* _Goal_
Reproduce the data below in full, substituting "Points" for every occurrence of "Markers" and leaving everything else unchanged.

* _Dataset rows_
════════

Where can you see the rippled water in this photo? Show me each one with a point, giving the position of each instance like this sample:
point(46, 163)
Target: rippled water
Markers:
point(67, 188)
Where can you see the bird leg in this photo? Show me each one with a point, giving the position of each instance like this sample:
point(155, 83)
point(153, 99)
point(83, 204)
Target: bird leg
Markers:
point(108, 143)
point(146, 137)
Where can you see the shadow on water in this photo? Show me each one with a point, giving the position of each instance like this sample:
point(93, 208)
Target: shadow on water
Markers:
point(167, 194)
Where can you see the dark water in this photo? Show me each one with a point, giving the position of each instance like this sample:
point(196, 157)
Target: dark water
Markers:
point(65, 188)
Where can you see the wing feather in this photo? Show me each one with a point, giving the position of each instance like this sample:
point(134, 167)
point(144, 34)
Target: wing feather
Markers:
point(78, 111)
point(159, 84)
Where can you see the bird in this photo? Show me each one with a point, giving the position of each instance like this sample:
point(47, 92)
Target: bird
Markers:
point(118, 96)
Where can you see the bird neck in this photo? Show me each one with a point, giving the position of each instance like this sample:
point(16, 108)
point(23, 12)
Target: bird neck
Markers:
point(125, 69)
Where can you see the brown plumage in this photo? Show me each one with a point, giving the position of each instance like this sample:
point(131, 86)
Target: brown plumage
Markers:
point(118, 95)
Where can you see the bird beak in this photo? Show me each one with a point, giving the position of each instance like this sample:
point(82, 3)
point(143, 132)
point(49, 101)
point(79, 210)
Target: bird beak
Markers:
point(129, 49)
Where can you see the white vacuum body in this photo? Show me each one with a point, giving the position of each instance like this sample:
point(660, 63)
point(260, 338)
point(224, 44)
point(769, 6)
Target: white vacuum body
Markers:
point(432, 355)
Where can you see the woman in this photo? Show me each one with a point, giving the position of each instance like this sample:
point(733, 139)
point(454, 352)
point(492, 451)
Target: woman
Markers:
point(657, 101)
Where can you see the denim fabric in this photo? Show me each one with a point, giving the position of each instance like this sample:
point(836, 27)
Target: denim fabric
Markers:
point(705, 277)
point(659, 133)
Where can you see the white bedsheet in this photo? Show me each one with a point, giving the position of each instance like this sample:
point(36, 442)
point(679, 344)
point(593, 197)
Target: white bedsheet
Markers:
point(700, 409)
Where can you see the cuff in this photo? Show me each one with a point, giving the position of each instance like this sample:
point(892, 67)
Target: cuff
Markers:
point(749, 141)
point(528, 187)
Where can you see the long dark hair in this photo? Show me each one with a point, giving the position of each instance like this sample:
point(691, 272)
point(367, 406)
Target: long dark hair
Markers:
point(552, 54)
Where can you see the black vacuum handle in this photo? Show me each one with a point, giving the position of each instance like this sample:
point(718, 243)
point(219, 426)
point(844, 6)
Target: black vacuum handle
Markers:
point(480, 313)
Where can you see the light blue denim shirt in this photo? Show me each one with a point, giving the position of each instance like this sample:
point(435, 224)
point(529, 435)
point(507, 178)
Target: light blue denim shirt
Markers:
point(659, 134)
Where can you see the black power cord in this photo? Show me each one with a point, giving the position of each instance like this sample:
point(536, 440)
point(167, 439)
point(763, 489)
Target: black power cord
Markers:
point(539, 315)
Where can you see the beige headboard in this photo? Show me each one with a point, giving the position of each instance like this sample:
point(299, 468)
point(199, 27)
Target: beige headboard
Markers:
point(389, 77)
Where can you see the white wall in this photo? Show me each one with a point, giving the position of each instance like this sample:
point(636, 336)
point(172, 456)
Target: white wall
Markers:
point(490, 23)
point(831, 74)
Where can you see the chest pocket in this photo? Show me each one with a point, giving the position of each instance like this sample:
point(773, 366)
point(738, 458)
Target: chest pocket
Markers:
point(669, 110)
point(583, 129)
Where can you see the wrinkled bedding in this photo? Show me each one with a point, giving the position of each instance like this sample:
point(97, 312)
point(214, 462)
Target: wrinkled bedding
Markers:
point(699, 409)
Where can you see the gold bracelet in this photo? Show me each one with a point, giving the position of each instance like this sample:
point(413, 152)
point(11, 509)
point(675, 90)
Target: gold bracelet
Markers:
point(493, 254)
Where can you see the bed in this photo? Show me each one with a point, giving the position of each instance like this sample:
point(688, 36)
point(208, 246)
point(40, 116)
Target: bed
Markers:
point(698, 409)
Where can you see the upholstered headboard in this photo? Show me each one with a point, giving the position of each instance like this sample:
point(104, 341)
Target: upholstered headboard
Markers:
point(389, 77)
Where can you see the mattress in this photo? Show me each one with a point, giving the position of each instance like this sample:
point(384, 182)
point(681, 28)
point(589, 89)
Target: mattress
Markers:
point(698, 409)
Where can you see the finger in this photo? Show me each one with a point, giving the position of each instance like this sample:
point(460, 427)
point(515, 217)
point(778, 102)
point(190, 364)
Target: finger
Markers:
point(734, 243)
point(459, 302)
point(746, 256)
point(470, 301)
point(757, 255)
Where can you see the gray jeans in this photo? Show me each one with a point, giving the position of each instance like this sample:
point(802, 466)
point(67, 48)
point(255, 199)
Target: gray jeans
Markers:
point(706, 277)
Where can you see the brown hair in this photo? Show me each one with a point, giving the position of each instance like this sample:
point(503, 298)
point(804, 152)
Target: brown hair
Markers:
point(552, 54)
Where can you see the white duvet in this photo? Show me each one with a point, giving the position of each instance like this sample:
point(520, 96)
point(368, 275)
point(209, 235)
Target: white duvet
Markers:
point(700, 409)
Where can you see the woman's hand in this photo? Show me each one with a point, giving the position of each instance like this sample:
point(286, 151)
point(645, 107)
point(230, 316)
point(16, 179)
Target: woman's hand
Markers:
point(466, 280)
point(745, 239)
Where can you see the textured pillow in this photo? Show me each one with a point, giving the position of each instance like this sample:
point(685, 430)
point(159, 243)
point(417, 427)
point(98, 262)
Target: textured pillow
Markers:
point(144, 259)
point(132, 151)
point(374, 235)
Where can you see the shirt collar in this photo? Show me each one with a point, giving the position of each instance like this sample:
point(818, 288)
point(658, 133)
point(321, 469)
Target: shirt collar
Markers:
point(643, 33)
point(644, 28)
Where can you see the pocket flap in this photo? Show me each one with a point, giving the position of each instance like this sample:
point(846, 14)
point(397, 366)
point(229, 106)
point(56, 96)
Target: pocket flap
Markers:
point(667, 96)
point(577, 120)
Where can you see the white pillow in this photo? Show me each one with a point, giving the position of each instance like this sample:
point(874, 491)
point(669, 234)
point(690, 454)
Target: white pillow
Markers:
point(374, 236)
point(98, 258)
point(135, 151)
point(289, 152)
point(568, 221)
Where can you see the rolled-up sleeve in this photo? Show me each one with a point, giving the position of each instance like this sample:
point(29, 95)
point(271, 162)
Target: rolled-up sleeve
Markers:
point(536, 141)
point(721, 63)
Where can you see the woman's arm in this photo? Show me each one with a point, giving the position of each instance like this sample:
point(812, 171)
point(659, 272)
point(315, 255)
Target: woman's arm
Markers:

════════

* _Written reply_
Where can you see the rippled water in this photo? Show me each one with a point, giving the position of each instance like this sample:
point(46, 163)
Target: rippled water
Points:
point(67, 188)
Where can you see the bird leg in this photo? Show me each one with a point, giving the position of each instance like this sample:
point(155, 83)
point(153, 99)
point(83, 204)
Target: bird leg
Points:
point(108, 143)
point(146, 137)
Where can you see the shadow on water in this photo? Show me each one with a point, giving the position of each instance like this sample:
point(93, 208)
Target: shadow on water
Points:
point(167, 194)
Where can you see the dark water in this photo? Show me each one with a point, giving the position of each instance like this sample:
point(196, 157)
Target: dark water
Points:
point(65, 188)
Where can you see the wing feather in this photo? Show me each one with a point, giving the position of each instance like this sample:
point(134, 167)
point(144, 34)
Target: wing feather
Points:
point(78, 111)
point(159, 84)
Where can you see the bird in this photo? Show me each one with a point, giving the position of each instance like this sample:
point(47, 92)
Target: bird
Points:
point(118, 96)
Where can you see the bird neck in this photo? Show me each one with a point, giving the position of each instance like this sample:
point(16, 108)
point(23, 12)
Target: bird neck
Points:
point(125, 69)
Where can you see the brown plumage in this photo? Show me each one with a point, giving the position of each instance like this sample:
point(131, 86)
Target: brown plumage
Points:
point(118, 95)
Where can you see the bird beak in this photo? Show me each one with a point, giving the position of each instance like this sample:
point(82, 3)
point(143, 132)
point(49, 101)
point(79, 210)
Target: bird beak
Points:
point(129, 49)
Where can you see the white vacuum body in this photo? Show me each one with a point, giving the position of each instance like this sample:
point(660, 63)
point(260, 338)
point(224, 44)
point(769, 6)
Target: white vacuum body
Points:
point(432, 355)
Where can you see the woman in this photo? Show me each one with a point, giving the position of each instance like this sample:
point(733, 139)
point(454, 352)
point(492, 451)
Target: woman
Points:
point(657, 101)
Where can you see the denim fabric in this photo? Show me each one with a point, giving the position of each instance like this sample:
point(836, 27)
Target: denim fabric
Points:
point(705, 277)
point(659, 133)
Where can you see the white bedsheet in this photo? Show me each one with a point, giving the position of each instance like this sample:
point(36, 442)
point(679, 344)
point(593, 197)
Target: white bedsheet
Points:
point(700, 409)
Where can you see the cuff in this photo? Show me each one with a point, giving the position of each instance like this sample:
point(892, 67)
Target: cuff
Points:
point(749, 141)
point(528, 187)
Where can you see the long dark hair in this photo? Show me each one with a point, giving the position of each instance like this sample:
point(691, 272)
point(367, 406)
Target: long dark hair
Points:
point(552, 54)
Where can you see the black vacuum handle in this photo? Show me each one with a point, giving the position of each instance like this sample:
point(718, 243)
point(219, 426)
point(844, 6)
Target: black vacuum handle
Points:
point(480, 313)
Where can you see the light blue denim shirt in this photo? Show me each one with a point, giving the position of each instance like this sample:
point(435, 224)
point(529, 435)
point(507, 178)
Target: light blue denim shirt
Points:
point(659, 134)
Where can you see the black power cord in this photo? Show me each one with a point, giving the position of each instance like this sample:
point(536, 440)
point(167, 439)
point(763, 489)
Target: black power cord
Points:
point(539, 315)
Where can you see the beige headboard in this photo? Show me each one with a point, giving the position of each instance like this sample:
point(299, 468)
point(199, 27)
Target: beige headboard
Points:
point(389, 77)
Where can you see the white wall in this photo? Show me each one with a point, giving the position of each instance like this sample:
point(636, 336)
point(172, 456)
Target: white wall
Points:
point(490, 23)
point(831, 74)
Where can you see the chest pocket in this photo? Show me each one with a point, giving the position of each instance like this sample:
point(773, 366)
point(738, 458)
Target: chest pocket
Points:
point(669, 110)
point(583, 129)
Where can you see the wrinkled bedding in this photo? Show me each one with a point, giving the position of each instance like this sample:
point(97, 312)
point(214, 462)
Target: wrinkled bedding
Points:
point(699, 409)
Where can you see the gold bracelet in this photo? Show me each one with a point, giving the position of each instance like this sample:
point(413, 152)
point(11, 509)
point(675, 90)
Target: gold bracelet
Points:
point(493, 254)
Where can you see the bed in this photo? Show me each one with a point, giving the position of each instance like this sample:
point(688, 36)
point(208, 246)
point(40, 116)
Target: bed
Points:
point(698, 409)
Where can you see the upholstered headboard in this photo? Show me each one with a point, giving the position of each instance like this sample:
point(104, 341)
Target: upholstered headboard
Points:
point(389, 77)
Where can you see the mattress in this photo? Show me each one with a point, giving the position of each instance like this sample:
point(384, 182)
point(681, 28)
point(589, 89)
Target: mattress
Points:
point(698, 409)
Where can you see the finger in this photo? Show me each one with a point, giving the position of each instance like this sample:
point(460, 427)
point(515, 217)
point(778, 102)
point(190, 364)
Target: finger
Points:
point(734, 243)
point(459, 302)
point(746, 256)
point(470, 301)
point(757, 255)
Where can you see the gray jeans in this photo? Show me each one with a point, giving the position of each instance like this sample:
point(802, 466)
point(67, 48)
point(255, 199)
Target: gray jeans
Points:
point(706, 277)
Where can you see the brown hair in this photo? Show me each one with a point, giving the position of each instance like this sample:
point(503, 298)
point(804, 152)
Target: brown hair
Points:
point(552, 54)
Where can you see the white duvet in this photo? Show me each one with a point, giving the position of each instance like this sample:
point(520, 96)
point(368, 275)
point(209, 235)
Target: white duvet
Points:
point(700, 409)
Where can you see the woman's hand in this photo? Show me each one with a point, giving the position of each instance like this sample:
point(286, 151)
point(645, 107)
point(230, 316)
point(16, 179)
Target: woman's hand
Points:
point(466, 280)
point(745, 239)
Where can you see the textured pillow in this photo? Show me each one with a point, giving the position of each instance like this sample:
point(685, 430)
point(159, 243)
point(417, 427)
point(98, 262)
Target: textured pillow
Points:
point(144, 259)
point(132, 151)
point(374, 235)
Where can you see the shirt collar in this photo? Show me each one with a point, giving the position of each instance like this sample:
point(818, 288)
point(658, 133)
point(321, 469)
Target: shirt collar
Points:
point(643, 33)
point(644, 28)
Where can you see the pocket flap in this photo? Show me each one with a point, giving the position of each instance like this sample:
point(846, 14)
point(397, 366)
point(229, 106)
point(56, 96)
Target: pocket flap
Points:
point(667, 96)
point(577, 120)
Where can you see the white pillow in this photo? Show me each one with a point, giving the position of each instance like this sample:
point(874, 491)
point(669, 234)
point(690, 454)
Target: white pillow
Points:
point(374, 236)
point(98, 258)
point(135, 151)
point(289, 152)
point(568, 221)
Where can you see the rolled-up sleeve in this photo? Show me each one with a point, giving the position of each instance like this sample:
point(29, 95)
point(271, 162)
Target: rolled-up sleeve
Points:
point(536, 141)
point(721, 63)
Where can you see the woman's arm in this photo? Show me each one with a point, giving the position of each instance like this sample:
point(812, 171)
point(659, 272)
point(315, 255)
Target: woman's arm
Points:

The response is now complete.